> [Source data]
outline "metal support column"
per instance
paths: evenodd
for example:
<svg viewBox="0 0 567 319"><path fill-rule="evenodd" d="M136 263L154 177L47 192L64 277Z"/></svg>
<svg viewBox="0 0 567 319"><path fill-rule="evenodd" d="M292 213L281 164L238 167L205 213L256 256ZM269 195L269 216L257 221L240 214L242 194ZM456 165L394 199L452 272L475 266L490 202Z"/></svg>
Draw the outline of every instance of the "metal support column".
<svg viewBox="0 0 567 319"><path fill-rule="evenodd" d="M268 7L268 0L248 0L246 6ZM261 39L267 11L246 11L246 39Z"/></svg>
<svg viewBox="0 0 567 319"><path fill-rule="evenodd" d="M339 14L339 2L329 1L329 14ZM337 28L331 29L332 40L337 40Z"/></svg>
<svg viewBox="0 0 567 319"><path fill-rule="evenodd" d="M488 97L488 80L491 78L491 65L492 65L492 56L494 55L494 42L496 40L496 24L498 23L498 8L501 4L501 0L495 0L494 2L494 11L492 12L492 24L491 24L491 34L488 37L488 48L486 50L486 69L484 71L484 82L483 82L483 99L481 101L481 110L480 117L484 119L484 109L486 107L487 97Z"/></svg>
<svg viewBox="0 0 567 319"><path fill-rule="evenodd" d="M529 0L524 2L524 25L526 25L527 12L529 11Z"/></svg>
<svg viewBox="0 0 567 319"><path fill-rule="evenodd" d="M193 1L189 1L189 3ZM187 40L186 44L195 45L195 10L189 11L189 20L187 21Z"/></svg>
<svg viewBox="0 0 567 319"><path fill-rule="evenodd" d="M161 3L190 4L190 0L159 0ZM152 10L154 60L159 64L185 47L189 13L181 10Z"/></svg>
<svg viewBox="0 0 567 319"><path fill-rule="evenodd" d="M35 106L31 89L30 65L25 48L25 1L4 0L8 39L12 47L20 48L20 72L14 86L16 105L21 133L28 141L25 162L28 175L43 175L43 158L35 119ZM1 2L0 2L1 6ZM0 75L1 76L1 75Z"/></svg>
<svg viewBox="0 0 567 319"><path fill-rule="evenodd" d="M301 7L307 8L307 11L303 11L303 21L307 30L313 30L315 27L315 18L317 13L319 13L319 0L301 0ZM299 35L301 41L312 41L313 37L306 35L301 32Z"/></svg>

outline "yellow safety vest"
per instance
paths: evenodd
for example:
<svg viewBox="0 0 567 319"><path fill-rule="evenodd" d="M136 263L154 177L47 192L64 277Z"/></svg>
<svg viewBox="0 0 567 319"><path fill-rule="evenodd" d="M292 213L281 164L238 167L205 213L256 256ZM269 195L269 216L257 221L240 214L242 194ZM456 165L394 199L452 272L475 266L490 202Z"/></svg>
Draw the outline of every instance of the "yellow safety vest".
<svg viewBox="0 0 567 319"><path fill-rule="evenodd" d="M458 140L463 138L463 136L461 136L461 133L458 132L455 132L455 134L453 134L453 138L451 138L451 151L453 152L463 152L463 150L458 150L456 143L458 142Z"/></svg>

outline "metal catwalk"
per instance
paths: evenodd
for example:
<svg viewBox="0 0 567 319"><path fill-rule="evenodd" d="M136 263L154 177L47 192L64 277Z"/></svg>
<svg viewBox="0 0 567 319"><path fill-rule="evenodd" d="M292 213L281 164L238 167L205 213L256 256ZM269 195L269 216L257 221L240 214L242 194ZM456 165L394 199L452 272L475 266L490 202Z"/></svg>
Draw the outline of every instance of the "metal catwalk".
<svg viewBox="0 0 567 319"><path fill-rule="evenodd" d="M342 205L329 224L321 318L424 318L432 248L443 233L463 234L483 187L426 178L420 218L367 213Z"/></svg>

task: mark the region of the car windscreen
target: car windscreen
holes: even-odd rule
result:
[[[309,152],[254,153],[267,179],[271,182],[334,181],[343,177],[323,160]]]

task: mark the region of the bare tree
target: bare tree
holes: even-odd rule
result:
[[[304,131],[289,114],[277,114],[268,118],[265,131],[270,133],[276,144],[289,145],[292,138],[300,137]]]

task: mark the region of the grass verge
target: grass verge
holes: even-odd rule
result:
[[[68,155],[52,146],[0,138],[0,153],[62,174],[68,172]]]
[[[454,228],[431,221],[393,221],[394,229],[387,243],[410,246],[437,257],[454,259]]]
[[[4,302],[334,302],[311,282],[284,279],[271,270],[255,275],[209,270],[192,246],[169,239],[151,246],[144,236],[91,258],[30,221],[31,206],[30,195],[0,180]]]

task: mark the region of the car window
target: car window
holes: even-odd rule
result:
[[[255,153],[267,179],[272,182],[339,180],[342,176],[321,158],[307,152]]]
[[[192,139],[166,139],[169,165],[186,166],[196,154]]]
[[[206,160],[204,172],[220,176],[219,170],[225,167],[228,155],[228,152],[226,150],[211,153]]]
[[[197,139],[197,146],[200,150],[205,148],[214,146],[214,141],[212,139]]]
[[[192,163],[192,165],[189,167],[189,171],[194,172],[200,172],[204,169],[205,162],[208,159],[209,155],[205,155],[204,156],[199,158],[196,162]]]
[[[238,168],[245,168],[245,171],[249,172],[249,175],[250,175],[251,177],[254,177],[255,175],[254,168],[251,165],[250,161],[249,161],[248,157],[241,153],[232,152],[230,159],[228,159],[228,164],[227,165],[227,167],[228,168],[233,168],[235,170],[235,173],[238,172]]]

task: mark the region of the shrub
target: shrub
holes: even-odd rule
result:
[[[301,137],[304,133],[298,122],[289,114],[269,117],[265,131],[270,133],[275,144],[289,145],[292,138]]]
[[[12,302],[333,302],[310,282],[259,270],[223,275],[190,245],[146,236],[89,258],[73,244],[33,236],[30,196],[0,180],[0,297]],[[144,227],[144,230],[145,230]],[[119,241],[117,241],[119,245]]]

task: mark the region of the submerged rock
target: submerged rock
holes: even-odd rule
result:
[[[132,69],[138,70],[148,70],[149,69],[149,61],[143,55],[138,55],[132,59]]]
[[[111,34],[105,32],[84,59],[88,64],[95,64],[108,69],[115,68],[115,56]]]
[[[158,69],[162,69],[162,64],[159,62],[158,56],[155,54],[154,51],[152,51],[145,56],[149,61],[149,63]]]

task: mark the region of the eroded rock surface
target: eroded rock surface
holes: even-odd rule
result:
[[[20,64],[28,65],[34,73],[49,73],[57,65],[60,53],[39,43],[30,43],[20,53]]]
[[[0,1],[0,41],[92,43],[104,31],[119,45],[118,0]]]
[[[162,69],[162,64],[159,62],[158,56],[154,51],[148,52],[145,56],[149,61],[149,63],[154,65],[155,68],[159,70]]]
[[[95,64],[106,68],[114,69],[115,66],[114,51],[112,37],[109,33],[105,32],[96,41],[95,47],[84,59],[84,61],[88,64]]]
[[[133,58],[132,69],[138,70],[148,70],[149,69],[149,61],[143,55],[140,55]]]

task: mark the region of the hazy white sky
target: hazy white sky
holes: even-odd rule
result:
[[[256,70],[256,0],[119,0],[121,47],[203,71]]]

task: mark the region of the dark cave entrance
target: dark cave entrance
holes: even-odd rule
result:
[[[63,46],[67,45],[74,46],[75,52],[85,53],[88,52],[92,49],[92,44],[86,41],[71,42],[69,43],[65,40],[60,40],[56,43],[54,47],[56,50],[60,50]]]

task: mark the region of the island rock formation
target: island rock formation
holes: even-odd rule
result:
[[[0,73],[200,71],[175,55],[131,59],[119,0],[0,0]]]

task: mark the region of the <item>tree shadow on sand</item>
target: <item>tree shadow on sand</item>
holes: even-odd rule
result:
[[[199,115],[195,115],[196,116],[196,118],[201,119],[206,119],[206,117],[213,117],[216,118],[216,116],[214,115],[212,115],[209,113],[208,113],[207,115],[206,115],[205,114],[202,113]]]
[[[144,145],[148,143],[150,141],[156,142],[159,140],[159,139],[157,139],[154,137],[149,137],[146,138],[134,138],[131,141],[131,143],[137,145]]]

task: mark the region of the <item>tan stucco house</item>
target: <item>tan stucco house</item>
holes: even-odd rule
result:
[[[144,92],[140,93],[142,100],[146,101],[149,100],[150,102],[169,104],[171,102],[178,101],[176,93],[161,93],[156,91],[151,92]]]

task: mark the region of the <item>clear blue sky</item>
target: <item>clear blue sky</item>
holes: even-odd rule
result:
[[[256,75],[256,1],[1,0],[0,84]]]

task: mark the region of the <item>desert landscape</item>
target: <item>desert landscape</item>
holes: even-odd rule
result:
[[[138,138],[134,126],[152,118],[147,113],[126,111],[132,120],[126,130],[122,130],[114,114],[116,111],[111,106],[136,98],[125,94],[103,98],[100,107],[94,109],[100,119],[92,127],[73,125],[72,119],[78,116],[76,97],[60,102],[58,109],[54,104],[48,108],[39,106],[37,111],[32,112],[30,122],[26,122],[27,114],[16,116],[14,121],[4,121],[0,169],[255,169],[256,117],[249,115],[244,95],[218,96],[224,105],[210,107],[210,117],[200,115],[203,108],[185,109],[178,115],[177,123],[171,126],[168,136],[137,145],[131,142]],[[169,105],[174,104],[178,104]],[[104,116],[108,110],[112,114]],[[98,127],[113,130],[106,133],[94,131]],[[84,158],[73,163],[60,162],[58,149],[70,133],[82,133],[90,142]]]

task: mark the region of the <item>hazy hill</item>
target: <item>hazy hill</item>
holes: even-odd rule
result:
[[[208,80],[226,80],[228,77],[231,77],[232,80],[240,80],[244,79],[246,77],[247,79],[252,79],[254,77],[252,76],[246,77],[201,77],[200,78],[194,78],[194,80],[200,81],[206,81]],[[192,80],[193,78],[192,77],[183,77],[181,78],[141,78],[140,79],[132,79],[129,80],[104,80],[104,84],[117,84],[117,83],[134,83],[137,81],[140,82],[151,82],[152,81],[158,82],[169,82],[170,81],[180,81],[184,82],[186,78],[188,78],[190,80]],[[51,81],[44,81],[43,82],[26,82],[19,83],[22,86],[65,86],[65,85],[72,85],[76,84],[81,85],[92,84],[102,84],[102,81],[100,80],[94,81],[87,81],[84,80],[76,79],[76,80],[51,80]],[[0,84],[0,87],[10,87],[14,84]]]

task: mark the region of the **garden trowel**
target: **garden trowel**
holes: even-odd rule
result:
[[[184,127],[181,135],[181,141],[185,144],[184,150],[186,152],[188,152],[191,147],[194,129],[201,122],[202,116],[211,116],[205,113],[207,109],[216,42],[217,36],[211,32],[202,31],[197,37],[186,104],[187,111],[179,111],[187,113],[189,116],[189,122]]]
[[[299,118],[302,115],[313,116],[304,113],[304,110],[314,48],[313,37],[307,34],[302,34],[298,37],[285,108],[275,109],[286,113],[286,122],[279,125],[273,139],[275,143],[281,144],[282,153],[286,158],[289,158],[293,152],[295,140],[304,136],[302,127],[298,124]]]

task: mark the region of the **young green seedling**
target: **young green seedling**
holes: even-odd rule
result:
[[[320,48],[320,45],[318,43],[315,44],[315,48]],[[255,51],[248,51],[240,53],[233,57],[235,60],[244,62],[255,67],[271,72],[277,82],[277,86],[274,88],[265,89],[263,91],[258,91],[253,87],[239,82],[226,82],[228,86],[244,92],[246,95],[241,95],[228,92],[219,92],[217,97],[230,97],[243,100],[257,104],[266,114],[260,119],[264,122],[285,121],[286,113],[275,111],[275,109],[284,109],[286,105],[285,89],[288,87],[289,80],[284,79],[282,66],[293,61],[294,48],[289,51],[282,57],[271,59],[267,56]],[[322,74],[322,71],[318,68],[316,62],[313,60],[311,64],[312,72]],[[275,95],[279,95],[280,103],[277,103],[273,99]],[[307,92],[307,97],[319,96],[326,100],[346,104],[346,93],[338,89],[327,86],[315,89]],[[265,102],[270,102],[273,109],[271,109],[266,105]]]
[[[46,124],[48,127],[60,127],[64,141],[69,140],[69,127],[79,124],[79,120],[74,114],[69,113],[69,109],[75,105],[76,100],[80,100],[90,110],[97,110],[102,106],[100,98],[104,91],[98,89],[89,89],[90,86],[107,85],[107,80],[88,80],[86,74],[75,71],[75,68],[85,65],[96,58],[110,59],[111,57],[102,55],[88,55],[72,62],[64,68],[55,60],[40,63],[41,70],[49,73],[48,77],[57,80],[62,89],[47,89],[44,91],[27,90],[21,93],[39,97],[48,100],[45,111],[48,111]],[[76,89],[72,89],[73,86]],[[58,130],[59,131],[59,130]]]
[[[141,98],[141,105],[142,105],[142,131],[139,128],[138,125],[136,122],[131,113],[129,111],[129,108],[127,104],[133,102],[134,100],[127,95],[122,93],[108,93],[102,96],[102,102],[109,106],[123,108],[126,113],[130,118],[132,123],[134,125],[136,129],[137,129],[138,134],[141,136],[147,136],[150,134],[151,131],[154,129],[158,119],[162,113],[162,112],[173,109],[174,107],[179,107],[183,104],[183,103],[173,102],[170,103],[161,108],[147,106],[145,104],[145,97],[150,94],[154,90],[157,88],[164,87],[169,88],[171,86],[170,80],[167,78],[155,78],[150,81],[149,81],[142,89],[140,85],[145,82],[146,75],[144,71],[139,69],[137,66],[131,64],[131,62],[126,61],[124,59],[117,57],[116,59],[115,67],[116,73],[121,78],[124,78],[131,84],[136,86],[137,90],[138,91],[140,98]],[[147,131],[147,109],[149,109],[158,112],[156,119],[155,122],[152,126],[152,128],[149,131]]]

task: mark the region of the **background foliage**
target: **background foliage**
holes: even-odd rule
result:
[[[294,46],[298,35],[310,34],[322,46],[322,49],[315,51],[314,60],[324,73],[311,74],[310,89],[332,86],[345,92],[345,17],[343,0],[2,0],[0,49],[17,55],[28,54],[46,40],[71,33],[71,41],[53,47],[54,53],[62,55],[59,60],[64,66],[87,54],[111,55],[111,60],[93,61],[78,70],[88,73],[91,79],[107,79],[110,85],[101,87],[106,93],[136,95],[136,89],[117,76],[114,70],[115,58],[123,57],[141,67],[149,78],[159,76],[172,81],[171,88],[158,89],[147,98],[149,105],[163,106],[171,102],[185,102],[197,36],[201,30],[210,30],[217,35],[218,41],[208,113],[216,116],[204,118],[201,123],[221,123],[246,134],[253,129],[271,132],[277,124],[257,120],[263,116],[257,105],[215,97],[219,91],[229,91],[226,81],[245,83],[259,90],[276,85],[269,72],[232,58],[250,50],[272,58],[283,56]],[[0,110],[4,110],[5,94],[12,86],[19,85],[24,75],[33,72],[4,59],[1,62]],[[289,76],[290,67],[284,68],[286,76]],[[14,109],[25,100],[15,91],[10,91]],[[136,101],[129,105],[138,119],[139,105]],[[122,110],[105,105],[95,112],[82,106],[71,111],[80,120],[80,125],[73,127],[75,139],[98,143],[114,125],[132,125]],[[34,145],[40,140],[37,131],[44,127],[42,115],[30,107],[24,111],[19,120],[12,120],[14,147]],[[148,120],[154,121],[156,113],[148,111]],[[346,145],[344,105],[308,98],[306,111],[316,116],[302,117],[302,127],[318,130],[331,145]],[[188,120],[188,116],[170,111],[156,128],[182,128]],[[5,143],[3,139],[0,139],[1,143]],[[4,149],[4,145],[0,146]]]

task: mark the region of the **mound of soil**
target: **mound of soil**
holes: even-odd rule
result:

> [Written exercise] Rewrite the listing, starting at its first line and stopping after the line that contains "14L339 2L329 1L329", as a two-column CSV with the columns "input" and "output". Give one row for each input paired with its output, put each in a single quoted field, and replace line breaks with spaces.

> [Completed exercise]
input,output
"outline ""metal support column"" per instance paths: evenodd for example: <svg viewBox=""0 0 567 319""><path fill-rule=""evenodd"" d=""M136 263L154 177L47 192L64 277Z""/></svg> <svg viewBox=""0 0 567 319""><path fill-rule=""evenodd"" d=""M292 213L281 164L238 167L205 213L256 256ZM269 195L269 216L257 221L240 214L242 194ZM456 165L394 199L452 272L475 266L490 202Z""/></svg> Draw the outline of every instance of the ""metal support column"".","<svg viewBox=""0 0 567 319""><path fill-rule=""evenodd"" d=""M268 7L268 0L248 0L246 6ZM261 39L267 11L246 11L246 39Z""/></svg> <svg viewBox=""0 0 567 319""><path fill-rule=""evenodd"" d=""M339 14L339 2L329 1L329 14ZM337 28L331 29L332 40L337 40Z""/></svg>"